**Given text**
--

Paper Number
AR18
Session
Applied Rheology and Rheology Methods
Title
Using hydrogel autofluorescence to determine elastic modulus in spatially nonuniform hydrogels
Presentation Date and Time
October 12, 2021 (Tuesday) 11:05
Track / Room
Track 2 / Ballroom 7
Authors
- McGlynn, John A. (Lehigh University, Department of Chemical and Biomolecular Engineering)
- Schultz, Kelly M. (Lehigh University, Chemical and Biomolecular Engineering)
Author and Affiliation Lines
John A. McGlynn and Kelly M. Schultz
Chemical and Biomolecular Engineering, Lehigh University, Bethlehem, PA 18015
Speaker / Presenter
McGlynn, John A.
Keywords
experimental methods; applied rheology; biological materials; gels; rheology methods
Text of Abstract
Hydrogels are designed as implantable scaffolds to promote tissue regeneration by delivering additional human mesenchymal stem cells (hMSCs) to a wound because hMSCs are involved in all stages of regeneration and improve healing outcomes. Many areas of the body have spatial variations in elastic modulus, G’, such as where tendon meets bone. To use hMSC-laden hydrogels in wound repair, spatial variation in implant G’ must match the tissue. Unfortunately, traditional measurement techniques are unsuitable for characterizing nonuniform materials. For example, bulk rheology averages over the sample and cannot measure the spatial properties of these materials. Microrheological techniques measure low moduli regimes limiting their ability to characterize tissue mimics. Finally, atomic force microscopy is affected by tip geometry, probe stiffness and often relies on assumptions of infinitesimal strain theory, which can be violated in biological materials. We present a new method for measuring spatial variation in G’ by relating G’ to gel autofluorescence. We demonstrate this techniques efficacy using a well-studied hydrogel for hMSC delivery. Our gels consist of 4-arm poly(ethylene glycol)-norbornene which cross-links with a peptide upon exposure to UV light. Uniform gels with different G’ are made by controlling extent of reaction by changing UV exposure time. G’ is measured with a frequency sweep on a bulk rheometer. Gels from the same solution are then made and autofluorescence is measured as a function of extent of reaction. We measure a linear relationship between G’ and brightness, enabling measurements of brightness to be used to accurately determine G’. We then prepare hydrogels with a step-change in G’ by varying UV light exposure spatially using a photomask and measure the resulting spatial variation in brightness and calculate G’. This work introduces a technique for measuring spatial variations in G’ in nonuniform materials, providing a new way to characterize hydrogels designed for use in wound healing.

--

Text-to-region grounding data
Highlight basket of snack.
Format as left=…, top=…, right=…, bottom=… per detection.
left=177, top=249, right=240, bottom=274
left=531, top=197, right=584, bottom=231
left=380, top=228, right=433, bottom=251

--

**Action item A**
Please duplicate the part of the hydrogel abstract page starting at "Paper Number" and ending at "University, Chemical and Biomolecular Engineering)".
**Action item B**
Answer these questions from the hydrogel abstract page:
(i) On what date and at what time was the talk presented?
(ii) What do the gels in the study consist of?
(iii) What relationship is measured between G’ and brightness?

**Answer space A**
Paper Number
AR18
Session
Applied Rheology and Rheology Methods
Title
Using hydrogel autofluorescence to determine elastic modulus in spatially nonuniform hydrogels
Presentation Date and Time
October 12, 2021 (Tuesday) 11:05
Track / Room
Track 2 / Ballroom 7
Authors
- McGlynn, John A. (Lehigh University, Department of Chemical and Biomolecular Engineering)
- Schultz, Kelly M. (Lehigh University, Chemical and Biomolecular Engineering)

**Answer space B**
(i) October 12, 2021 (Tuesday), at 11:05.
(ii) 4-arm poly(ethylene glycol)-norbornene, which cross-links with a peptide upon exposure to UV light.
(iii) A linear relationship.